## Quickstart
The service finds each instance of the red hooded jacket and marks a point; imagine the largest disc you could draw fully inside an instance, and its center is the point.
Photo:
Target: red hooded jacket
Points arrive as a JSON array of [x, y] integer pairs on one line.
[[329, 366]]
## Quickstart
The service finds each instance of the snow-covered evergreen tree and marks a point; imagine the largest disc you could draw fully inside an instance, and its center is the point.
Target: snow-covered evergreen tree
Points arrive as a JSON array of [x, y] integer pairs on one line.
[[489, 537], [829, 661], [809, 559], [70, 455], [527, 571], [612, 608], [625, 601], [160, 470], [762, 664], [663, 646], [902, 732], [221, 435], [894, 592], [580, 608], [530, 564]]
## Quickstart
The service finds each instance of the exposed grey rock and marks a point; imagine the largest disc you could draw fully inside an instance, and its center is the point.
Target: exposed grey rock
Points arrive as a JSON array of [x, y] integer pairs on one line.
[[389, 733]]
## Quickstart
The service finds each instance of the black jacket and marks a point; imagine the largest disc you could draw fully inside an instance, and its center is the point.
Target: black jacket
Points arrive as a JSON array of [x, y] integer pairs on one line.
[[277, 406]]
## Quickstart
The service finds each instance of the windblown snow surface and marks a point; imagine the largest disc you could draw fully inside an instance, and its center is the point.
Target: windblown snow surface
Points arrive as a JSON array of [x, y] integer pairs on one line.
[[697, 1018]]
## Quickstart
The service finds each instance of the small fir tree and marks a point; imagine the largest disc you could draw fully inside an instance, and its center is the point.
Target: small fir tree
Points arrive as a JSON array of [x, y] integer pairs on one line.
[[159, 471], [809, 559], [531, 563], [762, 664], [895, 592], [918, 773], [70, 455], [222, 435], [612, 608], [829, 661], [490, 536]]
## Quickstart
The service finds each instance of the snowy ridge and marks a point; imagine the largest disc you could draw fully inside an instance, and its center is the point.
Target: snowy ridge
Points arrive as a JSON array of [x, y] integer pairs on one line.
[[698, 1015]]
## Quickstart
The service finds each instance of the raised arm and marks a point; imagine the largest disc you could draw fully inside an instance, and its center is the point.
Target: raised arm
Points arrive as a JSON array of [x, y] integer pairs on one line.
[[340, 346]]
***
WRITTEN INSTRUCTION: Put each line from the start of the rows through the line containing "608], [530, 564]]" into a JSON list of strings, one string per line, and skip any blank lines.

OUTPUT FOR THIS TASK:
[
  "## Quickstart",
  "The service finds each instance of the red hooded jacket and marks a point; imagine the largest disc you could draw fully inside an instance, and its center is the point.",
  "Photo:",
  "Target: red hooded jacket",
  "Points arrive as a JSON array of [x, y] integer pairs on one line.",
  "[[329, 366]]",
  "## Quickstart",
  "The service finds each instance of the snow-covered evergreen tree and marks a point; imagine the largest disc you could draw fully inside an instance, and its center is the point.",
  "Target: snow-covered evergreen tree",
  "Points arrive as a JSON array of [x, y] integer pairs on one line.",
  "[[489, 537], [829, 661], [809, 559], [70, 455], [527, 571], [612, 608], [625, 601], [160, 470], [762, 664], [663, 646], [902, 732], [221, 435], [894, 592], [580, 608], [530, 564]]"
]